§ THE PROBLEM
Find the line that contains "Where can the stone face" and print it and every line after it, exactly, please.

%%

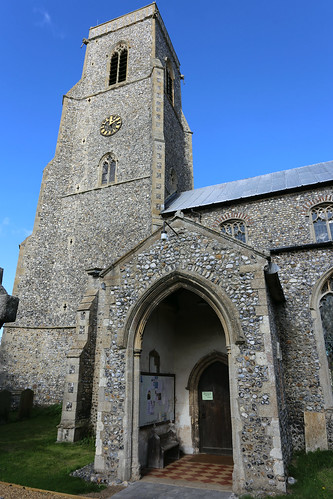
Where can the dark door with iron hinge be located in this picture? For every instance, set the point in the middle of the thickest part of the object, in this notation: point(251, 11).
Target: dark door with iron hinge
point(214, 410)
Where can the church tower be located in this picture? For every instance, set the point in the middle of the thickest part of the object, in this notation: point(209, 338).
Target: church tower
point(124, 146)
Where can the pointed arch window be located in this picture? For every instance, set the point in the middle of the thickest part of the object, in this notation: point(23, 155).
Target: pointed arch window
point(169, 79)
point(326, 314)
point(235, 229)
point(118, 65)
point(322, 222)
point(108, 167)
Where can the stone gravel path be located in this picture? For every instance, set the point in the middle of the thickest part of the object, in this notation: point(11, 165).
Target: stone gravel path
point(11, 491)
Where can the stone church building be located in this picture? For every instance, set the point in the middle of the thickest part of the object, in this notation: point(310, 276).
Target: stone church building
point(143, 300)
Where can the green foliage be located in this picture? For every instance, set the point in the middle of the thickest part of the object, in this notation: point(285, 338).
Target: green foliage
point(30, 456)
point(314, 472)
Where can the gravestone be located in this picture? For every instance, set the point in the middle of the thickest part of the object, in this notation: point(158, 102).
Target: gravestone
point(26, 401)
point(5, 401)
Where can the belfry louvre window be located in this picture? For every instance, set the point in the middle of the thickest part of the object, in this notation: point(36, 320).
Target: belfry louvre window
point(169, 81)
point(322, 220)
point(235, 228)
point(118, 66)
point(108, 170)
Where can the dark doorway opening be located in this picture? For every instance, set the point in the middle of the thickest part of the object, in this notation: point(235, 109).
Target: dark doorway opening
point(214, 410)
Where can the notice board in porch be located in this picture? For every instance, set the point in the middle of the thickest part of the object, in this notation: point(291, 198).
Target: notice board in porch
point(157, 398)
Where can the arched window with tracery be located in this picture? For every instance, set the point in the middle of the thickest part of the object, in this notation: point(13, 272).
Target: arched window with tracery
point(108, 167)
point(326, 314)
point(235, 228)
point(118, 65)
point(322, 222)
point(169, 79)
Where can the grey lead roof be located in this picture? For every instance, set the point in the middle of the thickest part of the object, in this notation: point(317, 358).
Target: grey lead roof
point(249, 187)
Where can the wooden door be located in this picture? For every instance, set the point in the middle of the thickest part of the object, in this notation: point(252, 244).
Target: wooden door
point(214, 410)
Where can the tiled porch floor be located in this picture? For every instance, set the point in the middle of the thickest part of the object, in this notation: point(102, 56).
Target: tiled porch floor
point(199, 473)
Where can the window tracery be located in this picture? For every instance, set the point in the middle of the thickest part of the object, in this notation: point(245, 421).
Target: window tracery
point(322, 222)
point(108, 167)
point(118, 65)
point(326, 314)
point(235, 229)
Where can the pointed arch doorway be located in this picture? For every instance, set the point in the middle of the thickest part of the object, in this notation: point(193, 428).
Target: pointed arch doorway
point(180, 329)
point(215, 433)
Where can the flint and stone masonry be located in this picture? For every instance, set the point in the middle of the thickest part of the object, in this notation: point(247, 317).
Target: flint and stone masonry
point(118, 281)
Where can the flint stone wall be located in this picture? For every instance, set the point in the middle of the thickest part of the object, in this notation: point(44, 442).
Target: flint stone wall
point(236, 270)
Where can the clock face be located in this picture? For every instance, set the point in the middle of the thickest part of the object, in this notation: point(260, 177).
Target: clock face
point(110, 125)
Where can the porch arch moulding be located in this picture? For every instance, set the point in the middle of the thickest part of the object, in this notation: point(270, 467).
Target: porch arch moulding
point(324, 373)
point(221, 304)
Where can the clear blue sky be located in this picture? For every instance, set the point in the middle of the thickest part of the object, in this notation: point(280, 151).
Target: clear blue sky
point(257, 93)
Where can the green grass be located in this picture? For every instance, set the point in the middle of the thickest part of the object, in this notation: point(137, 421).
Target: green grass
point(314, 475)
point(30, 456)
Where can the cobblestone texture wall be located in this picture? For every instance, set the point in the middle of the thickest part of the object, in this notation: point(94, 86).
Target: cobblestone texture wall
point(236, 271)
point(79, 224)
point(283, 221)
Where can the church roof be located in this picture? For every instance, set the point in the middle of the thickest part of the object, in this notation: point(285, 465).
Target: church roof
point(262, 185)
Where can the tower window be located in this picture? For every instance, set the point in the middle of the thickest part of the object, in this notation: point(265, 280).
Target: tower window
point(326, 313)
point(118, 66)
point(108, 169)
point(322, 221)
point(236, 229)
point(169, 78)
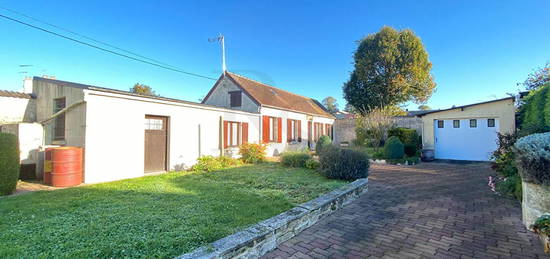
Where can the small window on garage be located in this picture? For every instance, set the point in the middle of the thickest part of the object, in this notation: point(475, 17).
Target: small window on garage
point(456, 123)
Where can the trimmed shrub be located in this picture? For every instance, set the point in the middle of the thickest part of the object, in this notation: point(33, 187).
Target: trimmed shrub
point(406, 135)
point(345, 164)
point(9, 163)
point(410, 149)
point(542, 225)
point(252, 153)
point(394, 149)
point(312, 164)
point(534, 114)
point(533, 158)
point(212, 163)
point(323, 142)
point(295, 159)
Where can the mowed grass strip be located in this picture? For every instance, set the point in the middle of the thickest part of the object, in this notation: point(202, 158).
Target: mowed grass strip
point(152, 216)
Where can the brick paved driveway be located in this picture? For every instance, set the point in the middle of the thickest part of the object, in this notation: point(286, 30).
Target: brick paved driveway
point(433, 210)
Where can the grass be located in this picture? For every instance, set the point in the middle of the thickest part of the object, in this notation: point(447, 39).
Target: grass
point(153, 216)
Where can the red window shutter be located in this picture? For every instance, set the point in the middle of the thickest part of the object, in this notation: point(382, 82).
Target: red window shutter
point(299, 131)
point(288, 130)
point(265, 129)
point(245, 133)
point(225, 129)
point(280, 130)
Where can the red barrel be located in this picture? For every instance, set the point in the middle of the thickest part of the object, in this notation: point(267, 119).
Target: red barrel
point(48, 166)
point(66, 166)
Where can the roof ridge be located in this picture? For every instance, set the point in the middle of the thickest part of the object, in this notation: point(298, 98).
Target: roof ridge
point(247, 78)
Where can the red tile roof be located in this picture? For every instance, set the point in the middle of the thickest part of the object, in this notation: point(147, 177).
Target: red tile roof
point(270, 96)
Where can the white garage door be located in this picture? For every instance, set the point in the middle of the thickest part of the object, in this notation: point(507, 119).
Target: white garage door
point(466, 139)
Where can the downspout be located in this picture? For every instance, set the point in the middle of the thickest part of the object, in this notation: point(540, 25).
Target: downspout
point(221, 136)
point(64, 110)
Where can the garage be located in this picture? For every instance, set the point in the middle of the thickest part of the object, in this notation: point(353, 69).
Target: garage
point(468, 132)
point(471, 139)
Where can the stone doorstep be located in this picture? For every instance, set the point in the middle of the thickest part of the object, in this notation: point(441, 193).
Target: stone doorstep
point(263, 237)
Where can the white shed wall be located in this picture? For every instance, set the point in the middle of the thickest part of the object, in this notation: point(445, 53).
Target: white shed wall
point(115, 133)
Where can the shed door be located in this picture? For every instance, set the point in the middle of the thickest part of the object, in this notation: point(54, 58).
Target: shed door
point(156, 135)
point(466, 139)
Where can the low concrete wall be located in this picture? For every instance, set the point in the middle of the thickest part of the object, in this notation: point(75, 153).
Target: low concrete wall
point(536, 202)
point(265, 236)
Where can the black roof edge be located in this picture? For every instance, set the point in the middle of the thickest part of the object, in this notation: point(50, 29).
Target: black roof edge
point(468, 105)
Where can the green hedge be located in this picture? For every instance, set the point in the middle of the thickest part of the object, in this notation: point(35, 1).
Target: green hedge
point(294, 158)
point(394, 149)
point(533, 158)
point(346, 164)
point(9, 163)
point(535, 112)
point(323, 142)
point(407, 136)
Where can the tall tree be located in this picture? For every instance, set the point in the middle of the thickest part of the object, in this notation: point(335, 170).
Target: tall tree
point(538, 78)
point(330, 104)
point(424, 107)
point(391, 67)
point(142, 89)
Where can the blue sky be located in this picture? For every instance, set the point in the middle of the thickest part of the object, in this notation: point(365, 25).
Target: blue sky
point(479, 49)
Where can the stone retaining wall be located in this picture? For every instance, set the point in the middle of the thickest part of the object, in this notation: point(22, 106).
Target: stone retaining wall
point(263, 237)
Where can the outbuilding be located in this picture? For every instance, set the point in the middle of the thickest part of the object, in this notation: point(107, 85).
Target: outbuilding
point(468, 132)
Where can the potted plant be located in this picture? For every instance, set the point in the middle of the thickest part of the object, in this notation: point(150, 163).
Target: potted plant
point(542, 227)
point(533, 160)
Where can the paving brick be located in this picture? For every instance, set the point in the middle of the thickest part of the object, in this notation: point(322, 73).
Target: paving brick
point(432, 210)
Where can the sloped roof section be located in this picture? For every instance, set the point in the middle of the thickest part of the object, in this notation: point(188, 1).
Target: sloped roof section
point(6, 93)
point(274, 97)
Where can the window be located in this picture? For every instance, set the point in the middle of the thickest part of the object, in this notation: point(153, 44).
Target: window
point(235, 98)
point(293, 128)
point(456, 123)
point(59, 124)
point(273, 129)
point(153, 124)
point(318, 130)
point(234, 134)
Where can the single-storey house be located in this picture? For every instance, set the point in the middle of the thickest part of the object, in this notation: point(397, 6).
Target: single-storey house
point(289, 121)
point(468, 132)
point(127, 135)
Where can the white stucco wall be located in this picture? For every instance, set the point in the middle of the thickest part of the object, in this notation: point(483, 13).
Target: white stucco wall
point(115, 133)
point(13, 110)
point(274, 149)
point(220, 97)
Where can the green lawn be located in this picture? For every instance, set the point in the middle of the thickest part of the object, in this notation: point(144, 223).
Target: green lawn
point(153, 216)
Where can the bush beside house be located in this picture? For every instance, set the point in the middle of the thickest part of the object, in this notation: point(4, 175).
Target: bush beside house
point(346, 164)
point(295, 158)
point(394, 149)
point(252, 153)
point(323, 143)
point(9, 163)
point(533, 160)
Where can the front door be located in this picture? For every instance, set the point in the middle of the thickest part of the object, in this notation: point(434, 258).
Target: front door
point(156, 136)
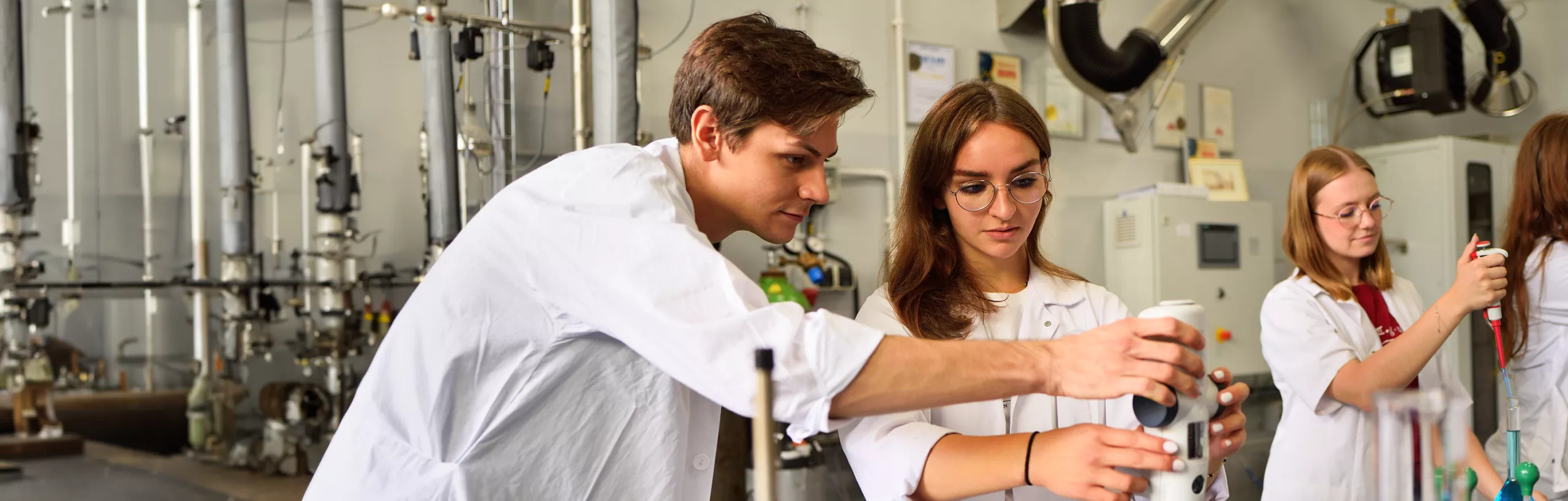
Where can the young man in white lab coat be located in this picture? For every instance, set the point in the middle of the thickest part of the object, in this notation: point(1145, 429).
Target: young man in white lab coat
point(578, 340)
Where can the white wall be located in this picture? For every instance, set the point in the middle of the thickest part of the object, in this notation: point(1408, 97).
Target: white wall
point(1270, 83)
point(1274, 55)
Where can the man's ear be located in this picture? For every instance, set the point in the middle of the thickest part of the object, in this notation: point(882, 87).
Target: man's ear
point(704, 134)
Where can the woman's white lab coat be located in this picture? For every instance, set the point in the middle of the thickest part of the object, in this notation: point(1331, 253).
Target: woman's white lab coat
point(1540, 376)
point(1324, 446)
point(888, 453)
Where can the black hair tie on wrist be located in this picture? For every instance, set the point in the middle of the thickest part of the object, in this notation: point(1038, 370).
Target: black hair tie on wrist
point(1028, 454)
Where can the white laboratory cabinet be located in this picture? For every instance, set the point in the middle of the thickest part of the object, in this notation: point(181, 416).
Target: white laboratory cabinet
point(1446, 190)
point(1219, 254)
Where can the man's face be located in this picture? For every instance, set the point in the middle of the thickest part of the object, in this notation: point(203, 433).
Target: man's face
point(774, 179)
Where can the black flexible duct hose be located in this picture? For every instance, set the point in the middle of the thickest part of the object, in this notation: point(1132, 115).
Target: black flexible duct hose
point(1496, 33)
point(1110, 69)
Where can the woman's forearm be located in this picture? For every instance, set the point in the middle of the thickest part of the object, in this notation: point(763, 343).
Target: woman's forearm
point(1396, 365)
point(962, 467)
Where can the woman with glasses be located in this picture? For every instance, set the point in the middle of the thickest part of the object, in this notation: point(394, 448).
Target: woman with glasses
point(965, 265)
point(1536, 307)
point(1344, 328)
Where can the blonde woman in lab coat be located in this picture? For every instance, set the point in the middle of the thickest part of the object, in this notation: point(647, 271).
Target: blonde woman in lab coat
point(1536, 307)
point(967, 265)
point(1343, 328)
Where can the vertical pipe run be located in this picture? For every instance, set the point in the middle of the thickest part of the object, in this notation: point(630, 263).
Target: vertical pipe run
point(234, 132)
point(336, 189)
point(15, 195)
point(308, 167)
point(764, 450)
point(615, 72)
point(435, 47)
point(16, 198)
point(149, 312)
point(579, 79)
point(69, 231)
point(902, 80)
point(198, 189)
point(500, 99)
point(234, 173)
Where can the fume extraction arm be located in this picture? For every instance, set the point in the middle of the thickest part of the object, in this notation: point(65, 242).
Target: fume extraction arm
point(1502, 89)
point(1420, 65)
point(1117, 77)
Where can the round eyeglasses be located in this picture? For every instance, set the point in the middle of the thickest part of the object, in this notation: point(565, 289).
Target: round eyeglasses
point(1351, 217)
point(978, 195)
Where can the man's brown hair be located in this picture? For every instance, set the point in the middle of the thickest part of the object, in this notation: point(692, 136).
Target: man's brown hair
point(752, 71)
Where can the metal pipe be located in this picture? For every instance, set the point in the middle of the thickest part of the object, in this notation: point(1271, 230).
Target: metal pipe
point(306, 165)
point(615, 72)
point(510, 26)
point(145, 165)
point(69, 229)
point(15, 145)
point(198, 189)
point(336, 189)
point(902, 82)
point(435, 43)
point(579, 80)
point(234, 173)
point(234, 132)
point(499, 89)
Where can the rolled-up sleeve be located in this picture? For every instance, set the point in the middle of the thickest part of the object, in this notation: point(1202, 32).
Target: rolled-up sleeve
point(612, 245)
point(888, 453)
point(1302, 350)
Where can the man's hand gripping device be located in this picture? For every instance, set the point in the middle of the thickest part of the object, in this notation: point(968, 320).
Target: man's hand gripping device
point(1186, 423)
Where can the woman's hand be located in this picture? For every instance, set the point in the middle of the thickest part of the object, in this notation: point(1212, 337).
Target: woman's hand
point(1228, 432)
point(1079, 461)
point(1479, 282)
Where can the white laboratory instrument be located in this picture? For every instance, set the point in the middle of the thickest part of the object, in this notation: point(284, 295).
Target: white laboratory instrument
point(1446, 190)
point(1217, 254)
point(1186, 423)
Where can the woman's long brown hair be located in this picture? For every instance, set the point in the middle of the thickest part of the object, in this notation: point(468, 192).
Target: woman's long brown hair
point(933, 292)
point(1539, 210)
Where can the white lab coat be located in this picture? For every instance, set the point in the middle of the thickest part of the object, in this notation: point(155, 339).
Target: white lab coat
point(888, 453)
point(1540, 376)
point(576, 342)
point(1322, 448)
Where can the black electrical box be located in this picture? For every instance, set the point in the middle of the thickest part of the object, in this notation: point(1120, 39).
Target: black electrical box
point(540, 57)
point(1426, 60)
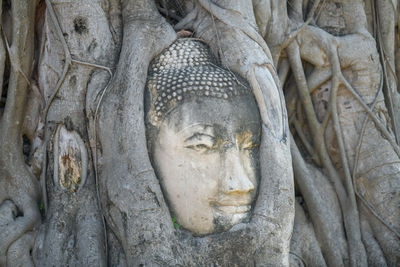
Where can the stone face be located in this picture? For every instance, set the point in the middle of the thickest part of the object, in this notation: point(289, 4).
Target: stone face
point(204, 146)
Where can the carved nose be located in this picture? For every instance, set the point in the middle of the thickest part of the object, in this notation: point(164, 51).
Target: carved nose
point(235, 178)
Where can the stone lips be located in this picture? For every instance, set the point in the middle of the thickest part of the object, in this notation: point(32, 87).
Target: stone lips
point(186, 68)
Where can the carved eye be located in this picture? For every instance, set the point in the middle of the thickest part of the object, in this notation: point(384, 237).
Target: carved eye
point(250, 146)
point(199, 147)
point(200, 142)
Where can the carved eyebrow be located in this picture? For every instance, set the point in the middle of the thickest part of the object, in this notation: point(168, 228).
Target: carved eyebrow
point(198, 136)
point(191, 130)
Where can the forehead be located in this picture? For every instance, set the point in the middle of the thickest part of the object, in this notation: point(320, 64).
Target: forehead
point(232, 115)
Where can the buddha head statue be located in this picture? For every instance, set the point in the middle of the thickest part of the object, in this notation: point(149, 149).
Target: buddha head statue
point(203, 132)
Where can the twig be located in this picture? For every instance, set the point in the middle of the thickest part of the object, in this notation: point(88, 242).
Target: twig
point(12, 59)
point(68, 62)
point(373, 117)
point(295, 33)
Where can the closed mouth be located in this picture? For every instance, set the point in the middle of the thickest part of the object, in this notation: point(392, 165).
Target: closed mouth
point(232, 209)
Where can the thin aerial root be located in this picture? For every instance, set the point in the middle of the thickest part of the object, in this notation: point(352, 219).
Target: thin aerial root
point(373, 117)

%%

§ SOLUTION TO THIS TASK
Where can the stone face be located in this picture? For every instance, set the point in the middle of the thickest part of the object, in this notation: point(289, 4).
Target: stone face
point(204, 146)
Where can the carved nose be located in this picture? For every instance, set the point in the middle of the thickest part of the object, in this notation: point(164, 51).
Target: carved nose
point(235, 178)
Where can the stone lips be located in this picture? For every instance, set the point in the middle of the thickest part of the object, in this notation: point(32, 87).
Target: stone lips
point(186, 68)
Where can the carved eye be located in this picture? For every instance, set the point in the middle of the thickest part of the object, in this notation: point(384, 237).
Target: carved eye
point(250, 146)
point(199, 147)
point(200, 142)
Where can the carved eyebrow be located in this picture? For every instance, set the point in the middle of the thickest part of the object, in this notation: point(168, 228).
Target: carved eyebrow
point(198, 136)
point(191, 130)
Where can the forehead be located in this picture? For every instance, set the point in the middle of the thickest part of the object, in this notation: point(320, 64).
Target: forehead
point(232, 115)
Where can the buddha head statue be located in this picture? For every instance, set the point in the middle of the thickest part of the object, in this notation: point(149, 149).
Target: buddha head statue
point(203, 132)
Where can the twig be located in this picture? For every instance, set the point in the middle of the thickest part of the object, in this notation: point(88, 242).
Target: twig
point(12, 59)
point(68, 62)
point(373, 117)
point(295, 33)
Where can the closed mouth be located in this picture? For every instance, set the point in the middle of the thickest part of the object, in this notation: point(392, 165).
Target: closed mouth
point(232, 209)
Where can the thin aerial root be located in this picture? For every instance, set the point in the middle of the thickest part of the object, in this notation: point(352, 219).
Target: thin aerial root
point(373, 117)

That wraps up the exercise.